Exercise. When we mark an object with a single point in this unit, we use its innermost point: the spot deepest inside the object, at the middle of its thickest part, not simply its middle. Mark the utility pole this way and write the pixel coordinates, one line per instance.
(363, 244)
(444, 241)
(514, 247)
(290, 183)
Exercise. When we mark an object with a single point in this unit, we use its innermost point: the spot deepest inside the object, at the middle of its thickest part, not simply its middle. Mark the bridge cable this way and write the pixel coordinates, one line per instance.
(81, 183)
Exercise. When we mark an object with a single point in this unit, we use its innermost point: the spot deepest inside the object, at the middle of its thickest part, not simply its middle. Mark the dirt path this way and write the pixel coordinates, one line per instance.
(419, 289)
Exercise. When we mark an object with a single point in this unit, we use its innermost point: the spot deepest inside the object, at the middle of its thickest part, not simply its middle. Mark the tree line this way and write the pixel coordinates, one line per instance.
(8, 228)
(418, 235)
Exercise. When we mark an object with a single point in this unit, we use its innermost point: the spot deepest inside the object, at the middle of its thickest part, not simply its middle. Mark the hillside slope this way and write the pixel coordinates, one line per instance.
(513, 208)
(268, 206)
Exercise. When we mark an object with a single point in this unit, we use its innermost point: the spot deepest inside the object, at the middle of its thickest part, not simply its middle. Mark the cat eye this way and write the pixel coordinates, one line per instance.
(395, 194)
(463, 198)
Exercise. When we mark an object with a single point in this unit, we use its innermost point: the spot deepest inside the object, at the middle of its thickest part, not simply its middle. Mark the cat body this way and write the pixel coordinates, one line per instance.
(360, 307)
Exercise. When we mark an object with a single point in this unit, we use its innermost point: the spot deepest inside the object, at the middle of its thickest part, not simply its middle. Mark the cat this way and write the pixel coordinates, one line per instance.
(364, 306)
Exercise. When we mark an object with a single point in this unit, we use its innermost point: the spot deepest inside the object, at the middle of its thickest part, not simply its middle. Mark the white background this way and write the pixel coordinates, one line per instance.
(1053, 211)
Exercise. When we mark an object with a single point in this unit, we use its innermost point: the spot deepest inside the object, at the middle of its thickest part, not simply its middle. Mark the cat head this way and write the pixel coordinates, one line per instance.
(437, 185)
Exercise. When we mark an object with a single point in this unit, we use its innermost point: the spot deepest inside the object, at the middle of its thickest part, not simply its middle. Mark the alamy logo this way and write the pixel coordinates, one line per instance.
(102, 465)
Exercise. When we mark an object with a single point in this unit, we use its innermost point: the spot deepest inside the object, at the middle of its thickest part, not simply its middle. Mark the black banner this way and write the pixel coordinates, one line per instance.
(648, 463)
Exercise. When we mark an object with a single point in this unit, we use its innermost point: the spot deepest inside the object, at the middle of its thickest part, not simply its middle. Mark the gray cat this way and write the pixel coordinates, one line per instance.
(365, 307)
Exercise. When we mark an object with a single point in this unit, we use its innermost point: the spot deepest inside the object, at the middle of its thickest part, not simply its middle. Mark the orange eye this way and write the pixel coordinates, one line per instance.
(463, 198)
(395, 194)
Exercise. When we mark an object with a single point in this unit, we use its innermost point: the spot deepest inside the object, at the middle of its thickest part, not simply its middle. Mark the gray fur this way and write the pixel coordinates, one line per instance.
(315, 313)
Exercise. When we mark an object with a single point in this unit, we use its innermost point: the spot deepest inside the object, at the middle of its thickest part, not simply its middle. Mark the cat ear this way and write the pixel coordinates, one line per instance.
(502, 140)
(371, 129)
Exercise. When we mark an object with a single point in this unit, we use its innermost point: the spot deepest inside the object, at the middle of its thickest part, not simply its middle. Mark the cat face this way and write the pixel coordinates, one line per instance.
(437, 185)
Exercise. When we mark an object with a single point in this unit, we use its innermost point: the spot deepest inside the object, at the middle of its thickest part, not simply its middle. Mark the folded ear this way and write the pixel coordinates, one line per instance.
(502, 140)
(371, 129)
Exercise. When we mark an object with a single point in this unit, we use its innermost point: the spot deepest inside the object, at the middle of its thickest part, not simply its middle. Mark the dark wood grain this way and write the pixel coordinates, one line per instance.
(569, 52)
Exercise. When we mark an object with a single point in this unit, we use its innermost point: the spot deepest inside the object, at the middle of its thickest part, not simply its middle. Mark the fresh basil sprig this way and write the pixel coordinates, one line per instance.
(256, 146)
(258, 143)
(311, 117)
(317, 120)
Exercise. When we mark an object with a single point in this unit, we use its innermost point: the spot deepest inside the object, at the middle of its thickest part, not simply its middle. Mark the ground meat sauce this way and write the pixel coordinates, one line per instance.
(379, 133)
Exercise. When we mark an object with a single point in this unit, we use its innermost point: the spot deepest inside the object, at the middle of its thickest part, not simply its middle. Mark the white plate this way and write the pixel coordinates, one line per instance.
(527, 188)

################

— Goal —
Reproduce every one of the records above verbatim, keeping each line unchanged and in its original order.

— Answer to the exercise —
Exercise. When we mark an object with a single point in this unit, we use its innermost point: the spot deepest inside the object, at the middle of its thickest part, not simply its middle. Mark the utility pole this way and write the pixel coordinates, one line per instance.
(363, 244)
(444, 241)
(514, 247)
(290, 183)
Exercise. When we mark an object with a single point in this unit, we use its innermost point: the spot deepest inside the object, at the middle of its thickest part, not simply its middle. Mark the bridge cable this way and write the pixel coordinates, one line per instance.
(81, 183)
Exercise. When we mark an object with a single point in this unit, we use its innermost point: the spot deepest inside the object, at the middle of its thickest part, not simply its middle. Mark the dirt path this way and write the pixel coordinates, one line per instance.
(419, 289)
Exercise. When we mark an object with a single point in this unit, we use its innermost point: the spot deepest inside the object, at the middle of its thickest part, not simply its middle. Mark the tree line this way and write the pixel coordinates, one line per instance.
(8, 228)
(418, 235)
Exercise. When we mark an object with a single point in this unit, we use its innermost point: the spot deepest inside the object, at the middle of its thickest part, not simply its middle. Mark the hillside slope this way and write the pixel coordinates, one line per instance.
(513, 208)
(268, 206)
Exercise. When we mark an object with a single point in this unit, we use its innermost point: the spot deepest inside the object, at the middle of its thickest part, not simply its middle. Mark the cat eye this way and write the pixel coordinates, one line per instance.
(395, 194)
(463, 198)
Exercise. When we mark an object with a single point in this unit, we use its innermost point: the spot deepest inside the object, at the middle of its thickest part, not simply its middle. Mark the cat body this way and write the pixel coordinates, one line per instance.
(360, 307)
Exercise. When we mark an object with a single point in this unit, we use its innermost point: the spot deepest inside the object, at the middle of its thickest part, not simply its middle. Mark the cat this way and write the pixel coordinates, one line per instance.
(364, 306)
Exercise. When we mark an object with a single point in this unit, we use its innermost point: the spot deepest inside the object, at the middle of its thickest part, not simply its middle. Mark the white background this way and write the pixel coordinates, one line per instance.
(1053, 211)
Exercise. When we mark an object with a single point in this unit, we use its innermost point: the spot deepest inside the object, at the middle of its thickest part, not simply its middle. Mark the cat head this way and write the pixel coordinates, one line per instance.
(437, 185)
Exercise. When we mark an object with a single point in this unit, we use its innermost point: the spot deepest inside the object, at the middle of its thickest part, not simply its middle. Mark the alamy logo this way and write the pixel coordinates, one line per instance.
(102, 465)
Exercise. When we mark an object with a single point in this unit, we use its innermost point: the spot deepest inside the object, at the middle of its thickest part, not simply its middle. Mark the black banner this way and write the pixel coordinates, one line per instance.
(648, 463)
Exercise. When we mark an object with a single point in this unit, we use its innermost point: the spot deepest inside the object, at the middle of its thickest part, not simply its middle. Mark the gray cat this way and write the pixel coordinates, one line per instance.
(365, 307)
Exercise. When we mark an object with a single point in this unit, we use its innermost point: the spot deepest inside the object, at the middle of its thickest part, not simply its middle. Mark the orange eye this way and write the pixel coordinates, one line per instance.
(463, 198)
(395, 194)
Exercise. When we mark an object with a single point in this unit, we use its innermost point: the spot deepest inside the object, at the middle of its thickest part, not simply its middle. Mark the gray fur this way and write the pixel coordinates, one line per instance.
(315, 313)
Exercise. When we mark an object with a single point in this unit, we use its innermost point: the spot deepest inside the object, at the middle of its thickest part, not simply its middle. Mark the cat ear this way and write the pixel coordinates, one line per instance.
(502, 140)
(371, 129)
Exercise. When we mark an object with a single point in this unit, we use its innermost point: the spot deepest inside the object, at the middle of its thickest part, not simply its middle. Mark the cat face this way and write the pixel coordinates, one line per instance.
(437, 185)
Exercise. When we mark an object with a single point in this unit, we use its innermost point: the spot deepest inside the object, at the middle of its thickest part, not simply its middle. Mark the folded ear this way and write the pixel coordinates, one line per instance.
(502, 140)
(371, 129)
Exercise. When we mark an object with a single point in this unit, we use its innermost point: the spot deepest inside the object, at the middle of its thickest part, not simply its middle. Mark the dark wood grain this way and write the pixel coordinates, one line per instance.
(569, 52)
Exercise. When we mark an object with a single point in this unit, we use its innermost point: the spot deepest inside the object, at the middle of its thickest part, not simply its middle. Mark the fresh basil sprig this way and write the pixel coordinates, one line per instance.
(256, 146)
(258, 143)
(311, 117)
(317, 120)
Exercise. When we mark an object with a single point in this unit, we use its innermost point: the spot deepest inside the object, at the middle of its thickest part, not simply its middle. Mark the ground meat sauce this way and write the pixel coordinates, one line per instance.
(379, 133)
Exercise. When we mark an object with a single point in this unit, we use its innermost point: the spot deepest inside the object, at the middle of its thickest part, not simply its middle. Mark the white plate this way and write the pixel coordinates, one line per instance.
(527, 188)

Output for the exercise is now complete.